**AUFGABENZIEL**
Gib das gesamte Material als CSV mit den beiden Spalten eingabe und ziel aus, wobei jede Zeile einen Text und die zugehörige Antwort enthält, jeweils in einem Feld in Anführungszeichen und mit Leerzeichen anstelle von Zeilenumbrüchen. Lass die Bilder dabei weg.

Einträge zur Bounding-Box-Annotation:
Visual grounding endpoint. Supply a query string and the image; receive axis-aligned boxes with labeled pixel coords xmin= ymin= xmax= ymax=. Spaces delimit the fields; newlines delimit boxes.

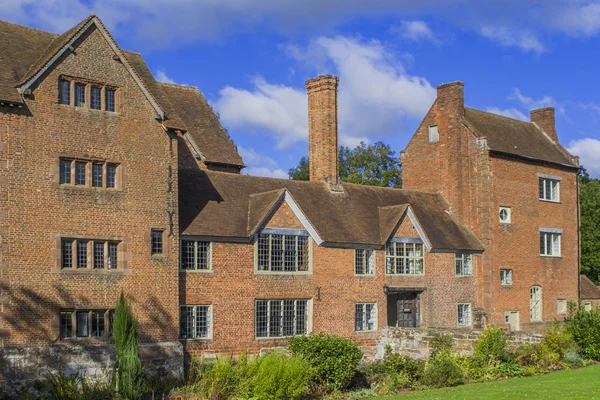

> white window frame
xmin=454 ymin=253 xmax=473 ymax=276
xmin=529 ymin=285 xmax=544 ymax=322
xmin=354 ymin=303 xmax=378 ymax=332
xmin=254 ymin=229 xmax=312 ymax=275
xmin=540 ymin=228 xmax=562 ymax=257
xmin=427 ymin=124 xmax=440 ymax=143
xmin=254 ymin=299 xmax=312 ymax=339
xmin=354 ymin=249 xmax=376 ymax=276
xmin=500 ymin=268 xmax=513 ymax=286
xmin=498 ymin=207 xmax=512 ymax=224
xmin=538 ymin=174 xmax=562 ymax=203
xmin=179 ymin=304 xmax=214 ymax=340
xmin=384 ymin=240 xmax=426 ymax=276
xmin=456 ymin=303 xmax=473 ymax=326
xmin=179 ymin=238 xmax=213 ymax=273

**LÖSUNG DER AUFGABE**
eingabe,ziel
"Visual grounding endpoint. Supply a query string and the image; receive axis-aligned boxes with labeled pixel coords xmin= ymin= xmax= ymax=. Spaces delimit the fields; newlines delimit boxes. > white window frame","xmin=454 ymin=253 xmax=473 ymax=276 xmin=529 ymin=285 xmax=544 ymax=322 xmin=354 ymin=303 xmax=378 ymax=332 xmin=254 ymin=229 xmax=312 ymax=275 xmin=540 ymin=228 xmax=562 ymax=257 xmin=427 ymin=124 xmax=440 ymax=143 xmin=254 ymin=299 xmax=312 ymax=339 xmin=354 ymin=249 xmax=376 ymax=276 xmin=500 ymin=268 xmax=513 ymax=286 xmin=498 ymin=207 xmax=512 ymax=224 xmin=538 ymin=174 xmax=562 ymax=203 xmin=179 ymin=304 xmax=214 ymax=340 xmin=384 ymin=240 xmax=426 ymax=276 xmin=456 ymin=303 xmax=473 ymax=326 xmin=179 ymin=238 xmax=213 ymax=273"